Could you duplicate the stretch of data from the start through the line containing "M393 301L387 203L323 203L323 243L326 302Z", both ends included, reproducing each line exactly?

[Items from a data source]
<<<<

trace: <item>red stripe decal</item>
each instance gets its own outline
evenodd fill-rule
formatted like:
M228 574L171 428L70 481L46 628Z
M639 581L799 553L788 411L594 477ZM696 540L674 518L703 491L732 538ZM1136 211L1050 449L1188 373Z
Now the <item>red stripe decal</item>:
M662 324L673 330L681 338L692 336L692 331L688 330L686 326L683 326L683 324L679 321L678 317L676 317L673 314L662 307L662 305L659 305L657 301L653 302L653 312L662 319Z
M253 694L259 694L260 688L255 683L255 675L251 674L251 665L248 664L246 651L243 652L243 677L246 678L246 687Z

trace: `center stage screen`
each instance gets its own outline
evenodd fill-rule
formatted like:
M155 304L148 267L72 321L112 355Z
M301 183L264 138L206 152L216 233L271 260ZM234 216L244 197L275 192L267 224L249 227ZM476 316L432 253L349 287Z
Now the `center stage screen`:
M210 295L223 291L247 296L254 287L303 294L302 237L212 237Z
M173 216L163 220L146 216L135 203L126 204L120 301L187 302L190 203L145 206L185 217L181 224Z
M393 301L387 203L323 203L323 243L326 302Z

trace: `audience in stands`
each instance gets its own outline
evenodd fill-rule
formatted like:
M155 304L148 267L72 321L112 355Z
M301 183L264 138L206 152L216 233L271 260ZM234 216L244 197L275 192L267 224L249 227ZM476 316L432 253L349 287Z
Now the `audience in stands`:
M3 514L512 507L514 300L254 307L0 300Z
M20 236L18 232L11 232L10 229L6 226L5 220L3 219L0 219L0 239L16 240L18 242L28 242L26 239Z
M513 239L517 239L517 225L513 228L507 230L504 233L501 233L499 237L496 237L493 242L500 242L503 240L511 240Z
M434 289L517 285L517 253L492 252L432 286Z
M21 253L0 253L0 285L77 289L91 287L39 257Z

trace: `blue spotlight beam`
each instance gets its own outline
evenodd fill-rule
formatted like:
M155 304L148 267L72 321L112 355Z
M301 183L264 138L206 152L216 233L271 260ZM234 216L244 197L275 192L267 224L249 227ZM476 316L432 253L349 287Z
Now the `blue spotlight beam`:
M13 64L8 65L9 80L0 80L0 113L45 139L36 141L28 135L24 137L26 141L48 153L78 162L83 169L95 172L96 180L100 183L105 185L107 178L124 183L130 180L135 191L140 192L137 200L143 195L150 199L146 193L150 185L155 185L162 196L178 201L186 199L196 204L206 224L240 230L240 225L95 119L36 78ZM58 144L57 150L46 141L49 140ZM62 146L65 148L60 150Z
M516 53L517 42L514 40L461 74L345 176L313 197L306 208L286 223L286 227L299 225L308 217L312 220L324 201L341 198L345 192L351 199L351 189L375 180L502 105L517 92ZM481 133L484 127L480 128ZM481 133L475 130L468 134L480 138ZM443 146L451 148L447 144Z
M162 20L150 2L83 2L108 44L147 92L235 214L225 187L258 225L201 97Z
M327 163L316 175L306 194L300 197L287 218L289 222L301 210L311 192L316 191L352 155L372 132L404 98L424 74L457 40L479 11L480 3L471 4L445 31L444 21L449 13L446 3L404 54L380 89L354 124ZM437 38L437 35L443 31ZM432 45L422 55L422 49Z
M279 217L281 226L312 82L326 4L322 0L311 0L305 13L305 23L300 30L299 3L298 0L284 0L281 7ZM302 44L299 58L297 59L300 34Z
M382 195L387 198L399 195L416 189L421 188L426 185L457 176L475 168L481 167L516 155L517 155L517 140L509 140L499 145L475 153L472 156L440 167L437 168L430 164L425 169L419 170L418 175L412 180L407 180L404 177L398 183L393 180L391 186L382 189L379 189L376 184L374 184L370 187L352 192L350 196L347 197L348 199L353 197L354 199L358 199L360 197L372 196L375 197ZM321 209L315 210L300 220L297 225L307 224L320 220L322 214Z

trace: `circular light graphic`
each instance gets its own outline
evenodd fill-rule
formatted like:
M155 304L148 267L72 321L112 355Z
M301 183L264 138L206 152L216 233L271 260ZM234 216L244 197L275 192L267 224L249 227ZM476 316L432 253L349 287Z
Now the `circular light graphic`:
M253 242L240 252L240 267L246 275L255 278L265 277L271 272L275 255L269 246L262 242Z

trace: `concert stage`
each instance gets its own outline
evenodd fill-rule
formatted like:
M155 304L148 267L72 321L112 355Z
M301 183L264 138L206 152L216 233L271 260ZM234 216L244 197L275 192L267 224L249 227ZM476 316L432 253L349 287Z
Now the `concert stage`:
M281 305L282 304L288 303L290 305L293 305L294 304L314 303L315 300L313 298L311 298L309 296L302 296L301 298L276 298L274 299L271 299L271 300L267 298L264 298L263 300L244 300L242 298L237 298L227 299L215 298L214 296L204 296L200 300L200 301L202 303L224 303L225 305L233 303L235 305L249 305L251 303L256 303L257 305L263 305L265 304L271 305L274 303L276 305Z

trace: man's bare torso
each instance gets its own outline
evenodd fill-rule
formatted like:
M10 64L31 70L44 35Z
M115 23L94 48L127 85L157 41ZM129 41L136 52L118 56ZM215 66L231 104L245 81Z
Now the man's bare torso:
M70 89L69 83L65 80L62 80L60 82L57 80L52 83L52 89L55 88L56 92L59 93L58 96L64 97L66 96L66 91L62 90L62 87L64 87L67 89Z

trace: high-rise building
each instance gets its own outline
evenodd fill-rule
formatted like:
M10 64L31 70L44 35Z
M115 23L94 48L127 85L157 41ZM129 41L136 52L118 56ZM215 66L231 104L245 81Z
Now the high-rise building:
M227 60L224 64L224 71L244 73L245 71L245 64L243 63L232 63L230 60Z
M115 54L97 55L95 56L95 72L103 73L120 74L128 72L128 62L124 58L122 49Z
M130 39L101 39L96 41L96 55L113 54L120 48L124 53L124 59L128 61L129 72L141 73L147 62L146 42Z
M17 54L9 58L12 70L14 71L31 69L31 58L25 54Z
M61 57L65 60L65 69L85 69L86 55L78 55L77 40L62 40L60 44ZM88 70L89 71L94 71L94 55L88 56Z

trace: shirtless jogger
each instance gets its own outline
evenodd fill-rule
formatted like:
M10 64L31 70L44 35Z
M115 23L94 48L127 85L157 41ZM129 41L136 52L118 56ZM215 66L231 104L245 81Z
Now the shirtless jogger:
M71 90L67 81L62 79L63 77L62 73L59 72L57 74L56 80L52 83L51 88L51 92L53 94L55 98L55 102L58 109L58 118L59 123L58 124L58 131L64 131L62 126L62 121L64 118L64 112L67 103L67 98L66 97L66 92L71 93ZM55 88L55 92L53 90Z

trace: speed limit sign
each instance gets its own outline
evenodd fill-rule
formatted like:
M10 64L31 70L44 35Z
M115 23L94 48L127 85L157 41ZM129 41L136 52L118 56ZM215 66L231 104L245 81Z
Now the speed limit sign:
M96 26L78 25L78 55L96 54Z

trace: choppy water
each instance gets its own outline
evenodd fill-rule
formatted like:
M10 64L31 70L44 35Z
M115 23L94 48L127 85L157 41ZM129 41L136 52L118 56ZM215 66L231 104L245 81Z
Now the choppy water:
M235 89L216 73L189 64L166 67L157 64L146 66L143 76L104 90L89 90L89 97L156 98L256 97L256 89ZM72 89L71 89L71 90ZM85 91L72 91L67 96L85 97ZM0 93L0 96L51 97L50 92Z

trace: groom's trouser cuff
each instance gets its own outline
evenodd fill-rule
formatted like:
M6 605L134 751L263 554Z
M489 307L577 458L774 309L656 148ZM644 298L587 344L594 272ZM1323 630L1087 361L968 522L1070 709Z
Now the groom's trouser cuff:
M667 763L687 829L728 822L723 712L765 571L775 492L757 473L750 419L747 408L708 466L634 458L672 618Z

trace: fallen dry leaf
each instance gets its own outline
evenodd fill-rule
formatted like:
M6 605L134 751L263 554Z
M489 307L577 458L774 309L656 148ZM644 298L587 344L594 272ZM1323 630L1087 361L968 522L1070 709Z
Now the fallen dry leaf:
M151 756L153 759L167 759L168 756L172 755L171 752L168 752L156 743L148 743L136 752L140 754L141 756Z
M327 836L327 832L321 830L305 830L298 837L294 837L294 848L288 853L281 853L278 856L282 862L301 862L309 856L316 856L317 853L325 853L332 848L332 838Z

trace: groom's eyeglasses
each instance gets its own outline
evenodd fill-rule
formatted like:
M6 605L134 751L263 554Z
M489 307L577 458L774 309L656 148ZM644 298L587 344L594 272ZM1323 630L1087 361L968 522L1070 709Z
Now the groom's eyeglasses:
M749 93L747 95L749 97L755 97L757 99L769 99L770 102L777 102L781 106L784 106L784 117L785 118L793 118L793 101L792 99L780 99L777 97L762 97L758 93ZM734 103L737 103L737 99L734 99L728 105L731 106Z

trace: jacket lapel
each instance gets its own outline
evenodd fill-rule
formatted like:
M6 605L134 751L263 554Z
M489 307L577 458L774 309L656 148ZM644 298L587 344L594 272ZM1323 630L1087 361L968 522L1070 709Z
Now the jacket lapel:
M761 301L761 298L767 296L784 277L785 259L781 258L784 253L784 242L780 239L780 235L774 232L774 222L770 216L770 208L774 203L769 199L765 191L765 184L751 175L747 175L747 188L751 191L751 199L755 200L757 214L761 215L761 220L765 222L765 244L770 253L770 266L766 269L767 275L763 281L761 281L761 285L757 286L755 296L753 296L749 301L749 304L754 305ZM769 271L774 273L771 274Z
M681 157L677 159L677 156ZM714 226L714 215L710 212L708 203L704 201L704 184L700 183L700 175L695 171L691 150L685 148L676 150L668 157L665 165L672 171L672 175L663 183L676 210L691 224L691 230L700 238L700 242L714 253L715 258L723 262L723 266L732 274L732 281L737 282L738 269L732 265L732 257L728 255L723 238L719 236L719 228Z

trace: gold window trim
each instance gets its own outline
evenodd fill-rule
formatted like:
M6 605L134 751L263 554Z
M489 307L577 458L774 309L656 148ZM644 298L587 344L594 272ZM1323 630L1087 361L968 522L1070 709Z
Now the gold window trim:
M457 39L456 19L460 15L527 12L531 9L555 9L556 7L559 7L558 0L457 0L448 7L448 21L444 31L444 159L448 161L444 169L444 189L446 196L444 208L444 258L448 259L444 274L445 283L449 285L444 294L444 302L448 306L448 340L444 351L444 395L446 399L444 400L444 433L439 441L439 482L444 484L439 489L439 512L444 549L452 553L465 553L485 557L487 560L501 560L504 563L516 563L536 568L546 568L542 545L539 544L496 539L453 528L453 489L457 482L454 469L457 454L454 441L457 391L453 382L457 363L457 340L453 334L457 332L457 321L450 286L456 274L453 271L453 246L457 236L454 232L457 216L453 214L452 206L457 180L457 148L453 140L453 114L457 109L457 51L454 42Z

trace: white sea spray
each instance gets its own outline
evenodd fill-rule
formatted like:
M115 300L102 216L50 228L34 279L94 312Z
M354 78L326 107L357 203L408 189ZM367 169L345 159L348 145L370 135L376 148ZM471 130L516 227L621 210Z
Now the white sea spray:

>>>>

▶ [Result for this exercise]:
trace: <item>red stripe decal</item>
each instance gets its own outline
evenodd fill-rule
formatted like:
M228 574L171 428L70 481L46 628Z
M639 581L799 553L788 411L594 477ZM696 540L674 518L703 491L732 538ZM1136 211L1050 449L1188 373Z
Now the <item>red stripe decal</item>:
M662 324L673 330L681 338L692 336L692 331L688 330L686 326L683 326L683 324L679 321L678 317L676 317L673 314L662 307L662 305L659 305L657 301L653 302L653 312L662 319Z
M253 694L259 694L260 688L255 683L255 675L251 674L251 665L248 664L246 651L243 652L243 677L246 678L246 687Z

trace: `center stage screen`
each instance gets its own outline
evenodd fill-rule
formatted like:
M155 304L148 267L72 321L112 355Z
M301 183L264 138L206 152L216 233L271 260ZM234 216L244 197L275 192L267 224L249 227ZM476 316L432 253L349 287Z
Now the `center stage screen`:
M210 295L223 291L247 296L254 287L303 294L302 237L212 237Z
M173 216L163 220L146 216L135 203L126 204L120 301L187 302L190 203L145 206L185 217L181 224Z
M393 301L387 203L323 203L323 243L326 302Z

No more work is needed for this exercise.